* _WHAT THIS TASK INVOLVES_
Only the pictures are to be left out; please reproduce everything else in the data exactly.
++++++
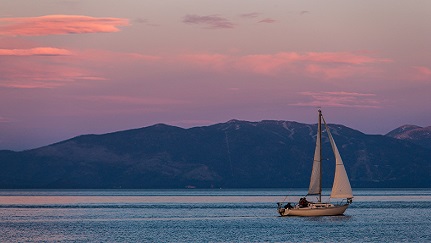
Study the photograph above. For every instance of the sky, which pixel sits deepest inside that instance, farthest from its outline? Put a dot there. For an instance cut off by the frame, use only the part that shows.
(71, 67)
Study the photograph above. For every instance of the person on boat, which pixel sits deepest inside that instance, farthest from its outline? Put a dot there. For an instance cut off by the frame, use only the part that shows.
(303, 202)
(288, 206)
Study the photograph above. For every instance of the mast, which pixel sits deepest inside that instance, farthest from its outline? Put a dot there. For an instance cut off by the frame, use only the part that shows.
(319, 128)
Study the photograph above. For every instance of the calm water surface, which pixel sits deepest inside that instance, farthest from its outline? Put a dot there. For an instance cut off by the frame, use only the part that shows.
(207, 216)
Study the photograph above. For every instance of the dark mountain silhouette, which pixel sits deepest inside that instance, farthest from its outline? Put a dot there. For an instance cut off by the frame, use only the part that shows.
(415, 134)
(234, 154)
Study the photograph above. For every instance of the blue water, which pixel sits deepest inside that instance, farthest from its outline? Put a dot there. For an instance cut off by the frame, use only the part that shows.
(207, 216)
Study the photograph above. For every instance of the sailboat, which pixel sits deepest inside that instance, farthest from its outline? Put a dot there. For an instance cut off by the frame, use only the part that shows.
(341, 188)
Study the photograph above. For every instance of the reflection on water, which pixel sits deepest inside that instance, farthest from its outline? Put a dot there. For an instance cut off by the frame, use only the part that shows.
(207, 215)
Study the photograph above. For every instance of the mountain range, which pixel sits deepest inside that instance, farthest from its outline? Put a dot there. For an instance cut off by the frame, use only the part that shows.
(235, 154)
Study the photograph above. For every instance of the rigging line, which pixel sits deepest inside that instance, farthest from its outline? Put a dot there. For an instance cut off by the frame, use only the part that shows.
(228, 153)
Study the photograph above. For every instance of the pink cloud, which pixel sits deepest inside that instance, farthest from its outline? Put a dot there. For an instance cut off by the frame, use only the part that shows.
(210, 21)
(215, 61)
(59, 25)
(421, 73)
(39, 51)
(118, 99)
(339, 99)
(267, 20)
(328, 64)
(250, 15)
(44, 72)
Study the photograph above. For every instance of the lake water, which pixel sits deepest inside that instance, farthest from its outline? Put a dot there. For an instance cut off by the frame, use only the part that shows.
(219, 215)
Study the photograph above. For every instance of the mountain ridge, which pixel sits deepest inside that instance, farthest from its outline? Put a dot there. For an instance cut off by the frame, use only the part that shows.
(234, 154)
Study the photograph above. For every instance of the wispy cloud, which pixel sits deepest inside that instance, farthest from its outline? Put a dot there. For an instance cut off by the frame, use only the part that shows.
(38, 51)
(5, 120)
(59, 25)
(210, 21)
(267, 21)
(250, 15)
(339, 99)
(421, 73)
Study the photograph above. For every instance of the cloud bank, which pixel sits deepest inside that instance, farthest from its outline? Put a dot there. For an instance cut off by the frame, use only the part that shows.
(59, 25)
(210, 21)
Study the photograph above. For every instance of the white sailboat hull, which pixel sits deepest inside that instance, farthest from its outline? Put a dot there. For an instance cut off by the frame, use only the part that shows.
(321, 209)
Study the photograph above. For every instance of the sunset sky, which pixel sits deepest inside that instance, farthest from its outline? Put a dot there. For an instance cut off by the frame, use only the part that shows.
(95, 66)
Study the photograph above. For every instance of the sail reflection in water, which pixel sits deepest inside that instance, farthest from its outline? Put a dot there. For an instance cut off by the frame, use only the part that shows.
(206, 215)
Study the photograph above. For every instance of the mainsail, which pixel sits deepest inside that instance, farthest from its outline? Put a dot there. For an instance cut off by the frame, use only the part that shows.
(341, 187)
(316, 173)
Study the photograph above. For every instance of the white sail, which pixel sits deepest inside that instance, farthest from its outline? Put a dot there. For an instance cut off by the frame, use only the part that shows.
(315, 180)
(341, 187)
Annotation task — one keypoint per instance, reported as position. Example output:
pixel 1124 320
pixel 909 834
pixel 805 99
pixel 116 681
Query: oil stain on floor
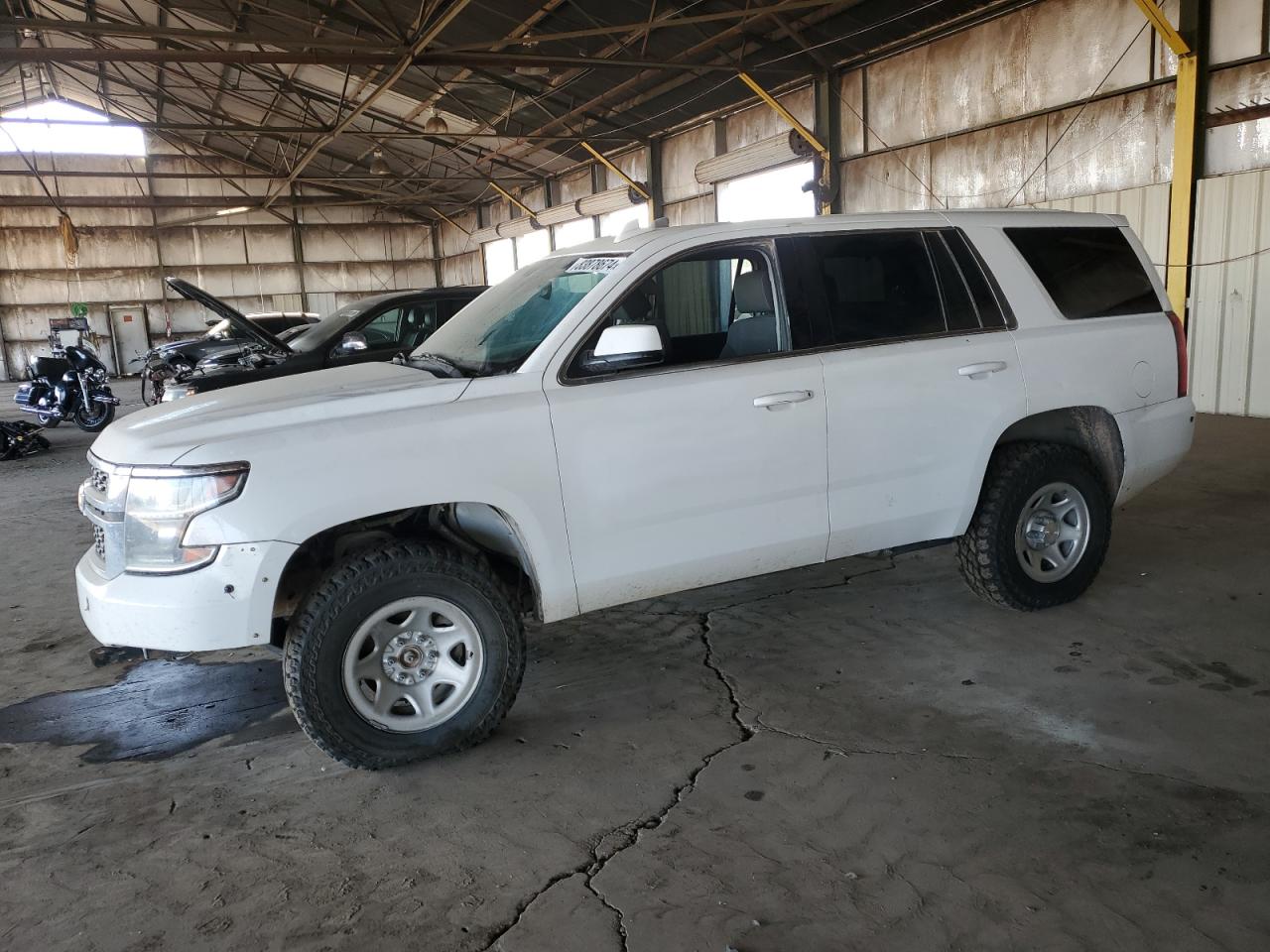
pixel 157 710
++++++
* _ANSWER_
Study the photograph above. For every instance of the sky, which pixel sits deepest inside that instance, farthest from its outline? Put a dot there. For an instance cut off by the frame, use only the part that shows.
(71, 67)
Study the photograph above. For every instance of the person on boat, which pixel sits deepest inside that instance, farthest from its outline? Put a dot there. For an instance cut off by the frame, use only the part that shows.
(303, 202)
(288, 206)
Study the photograph above. For every instance of the mast, which pixel sits deepest inside that instance, farthest from its outline? Put a dot there. For an instance cut off by the frame, use only the part that shows.
(319, 128)
Study the photograph above. For every instance of the calm water surface, which pixel sits deepest inside that instance, farthest from its outline? Put a dot there. For an instance cut off by the frame, use only the part that shows.
(207, 216)
Study the photograph above. For every instance of the dark mountain silhouette, which pixel sits deepest inside that instance, farthest from its outline? Put a dot there. For an instance cut off by the frame, use only the part that shows.
(415, 134)
(234, 154)
Study the photograph above. For every instance of the blue water, which pixel sits deepest inside that instance, farthest from its outline? Put a dot there. For an instance cut off by the frame, use only the part that shows.
(207, 216)
Study the photograph above. For every instance of the sailboat, which pixel sits deepest inside that instance, farthest from its outline? Put a dot there. For an instance cut off by the frame, use only the part that shows.
(341, 188)
Study the photograph above. For every instance of the reflection on water, which pixel sits deepest inside that instance, farthest from its outline? Put a dot there. For an instance cut off by the frame, use only the part that shows.
(207, 215)
Study the photograph above. For every instance of the mountain range, which pixel sits deepest inside that instance, farthest from its outline? Put a dot there. For an instance cut off by the frame, use only the part that shows.
(235, 154)
Study the photograph above. For every instance of the rigging line, which pixel sits deepest inside that instance, farthest from its outline? Put a dot there. For an instance cut off by the frame, use only the part that shows.
(228, 153)
Study the photograph above. For every instance of the pink cloud, which pixel sits deepest inside that instance, farthest from its outline? Put a dot there. For an instance cut off by the frame, use only the part that shows.
(210, 21)
(215, 61)
(59, 25)
(421, 73)
(39, 51)
(118, 99)
(339, 99)
(267, 20)
(328, 64)
(250, 15)
(44, 72)
Study the photograph above. For every instance of the lake water, which pixel sits deepest inside that instance, farthest from its outline? Put a dot there. For an instance cut off by the frame, use only the part that shows.
(219, 215)
Study the photograph above. For every instance of the mountain ridge, which pixel sits deepest inside that instance, farthest from its outline? Put a dot there. For an instance cut off by the frame, use only the part that shows.
(234, 154)
Study the photograph above. For every instance of the wispy cloud, which pixel sits deepest inside that instance, farthest from its outline? Put a dot there. For an instance cut off by the frame, use only the part that shows.
(38, 51)
(5, 120)
(59, 25)
(210, 21)
(267, 21)
(250, 15)
(339, 99)
(421, 73)
Study the photograph above. For every instance of the cloud bank, which pixel sits deepest inside that instance, farthest from its outline? Put a dot there. For an instance cut off by the frame, use only the part that shows.
(59, 25)
(210, 21)
Study the photograph above. For every instance of the white sailboat hull, which pixel sits deepest inside that instance, farthest from its outline? Put a dot there. For an instance cut off by the frame, use only the part that shows.
(321, 209)
Study the photograph above. For every instance of the sunset sky, which pixel sits deepest inside that instance, farthest from its outline? Put a dot there. For an instance cut off by the frame, use only the part that shows.
(95, 66)
Study the photograph above. For every instance of the sail reflection in water, which pixel sits deepest inside that instance, farthest from its outline? Put a dot there. For an instance cut off by the frame, use only the part that shows.
(206, 215)
Study the photograph above. For every instance of the mainsail, which pixel sits deepest inside that instance, farthest from its outline? Put a dot there. For an instance cut off by the frame, use only the part that shows.
(341, 187)
(316, 173)
Study the photograph above. For every instance of the white sail, which pixel sits deepest inside that instance, farthest from its outline? Put a dot there. For an instance cut off by the frame, use only the part that shows.
(315, 180)
(341, 187)
Annotation task — one keypoint per instance, reported as position. Example output:
pixel 1124 320
pixel 909 834
pixel 805 99
pixel 116 681
Query: oil stain on floor
pixel 157 710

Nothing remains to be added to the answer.